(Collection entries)
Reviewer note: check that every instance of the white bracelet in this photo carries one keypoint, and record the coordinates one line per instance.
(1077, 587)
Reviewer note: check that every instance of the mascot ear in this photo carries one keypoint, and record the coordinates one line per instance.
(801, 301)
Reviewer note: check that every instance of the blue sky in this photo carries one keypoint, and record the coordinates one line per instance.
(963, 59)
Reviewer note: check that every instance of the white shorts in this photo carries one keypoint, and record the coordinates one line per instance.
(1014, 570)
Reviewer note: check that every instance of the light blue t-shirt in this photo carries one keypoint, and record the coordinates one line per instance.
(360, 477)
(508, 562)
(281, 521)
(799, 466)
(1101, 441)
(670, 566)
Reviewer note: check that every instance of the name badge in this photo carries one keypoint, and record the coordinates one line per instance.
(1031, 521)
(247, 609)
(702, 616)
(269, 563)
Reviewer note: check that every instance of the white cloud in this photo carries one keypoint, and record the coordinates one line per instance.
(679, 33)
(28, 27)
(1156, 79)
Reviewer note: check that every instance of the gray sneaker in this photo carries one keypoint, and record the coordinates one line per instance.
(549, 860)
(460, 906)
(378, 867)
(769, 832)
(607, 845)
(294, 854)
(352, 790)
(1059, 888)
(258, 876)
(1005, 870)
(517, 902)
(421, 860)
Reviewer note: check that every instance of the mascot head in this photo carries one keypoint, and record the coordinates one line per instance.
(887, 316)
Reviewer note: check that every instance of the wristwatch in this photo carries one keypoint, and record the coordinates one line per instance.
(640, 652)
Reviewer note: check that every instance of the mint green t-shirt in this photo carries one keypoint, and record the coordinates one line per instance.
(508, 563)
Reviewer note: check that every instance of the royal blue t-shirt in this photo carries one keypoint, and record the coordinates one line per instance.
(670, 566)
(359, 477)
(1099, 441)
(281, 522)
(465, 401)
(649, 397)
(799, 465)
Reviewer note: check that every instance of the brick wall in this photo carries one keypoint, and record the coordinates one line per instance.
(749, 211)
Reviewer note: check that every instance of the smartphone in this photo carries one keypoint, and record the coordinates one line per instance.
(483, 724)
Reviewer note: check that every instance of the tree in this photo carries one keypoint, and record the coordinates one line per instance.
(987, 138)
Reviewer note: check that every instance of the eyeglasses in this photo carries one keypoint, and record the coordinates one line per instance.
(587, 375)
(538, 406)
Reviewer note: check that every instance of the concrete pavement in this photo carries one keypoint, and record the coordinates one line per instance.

• [WORK TO COMPLETE]
All the lines above must be output exactly, with none omitted.

• [SOLUTION BELOW]
Reviewer note: check that every instance of the white bracelet in this photo carries one keypoint, and record the coordinates one line per instance.
(1077, 587)
Reviewer note: check that every instance of the mascot ear in this photo carries one keypoint, and record the coordinates one line per instance.
(801, 301)
Reviewer note: check that every instance of the blue sky in this photo carries one keypoint, and record the coordinates one line per instance.
(963, 59)
Reviewer note: check that every instance of the white shorts in this photo carries one keypoint, and record the coordinates one line per instance.
(1014, 570)
Reviewer note: check that every instance of the light blue t-shirt in this photo carries one keypoint, and record the coordinates one line per instance.
(360, 477)
(508, 562)
(281, 521)
(799, 466)
(1101, 441)
(670, 566)
Reviewer note: check that every instance of the name badge in this photo carries one keypoint, and record the coordinates one line per instance.
(1031, 521)
(247, 609)
(702, 616)
(269, 563)
Reviewer note: check that every instance of the white cloud in this photo carries one keypoint, and record the coordinates one line per instance.
(679, 33)
(28, 27)
(1156, 79)
Reviewer note: check that every instance of the gray sneaker in this photo carries one keypoint, and record the coordinates one line per instance.
(549, 860)
(460, 906)
(378, 867)
(769, 832)
(607, 845)
(294, 854)
(352, 790)
(1059, 888)
(258, 876)
(1005, 870)
(517, 902)
(421, 860)
Reviewer note: check that every instance of the mascot head in this photo carries one keypoint, and record the coordinates one line per instance.
(887, 316)
Reviewer note: check that every instance of the wristwatch in this photo carries one keypoint, and record the coordinates one line per instance.
(640, 652)
Reviewer note: check that every instance of the mint green t-shirt in this photo carries one keypoint, and record the coordinates one line per instance.
(508, 563)
Reviewer note: check that every instance of the royal blue t-shirt in this photo carries one keypoint, and record the coordinates one line per instance.
(670, 566)
(359, 477)
(1099, 441)
(281, 522)
(465, 401)
(649, 397)
(799, 465)
Reviewer note: check that every instance of the brick wall in this photo carries one keypoint, and record the coordinates one line per instance.
(749, 211)
Reviewer note: check that every instance of the smartphone in this photo carries one keypoint, and record the coordinates one line per instance.
(483, 724)
Reviewer note: check that every instance of the tree in this photo carries one keypoint, and record the coordinates one line per instance.
(987, 138)
Reviewer note: check that every instance of the eyeglasses in this photo carries one keypoint, and record the coordinates one line per instance.
(587, 375)
(538, 406)
Reviewer note: check that every instance of the concrete pavement in this photo carries one keypoint, and record the coordinates one line per instance.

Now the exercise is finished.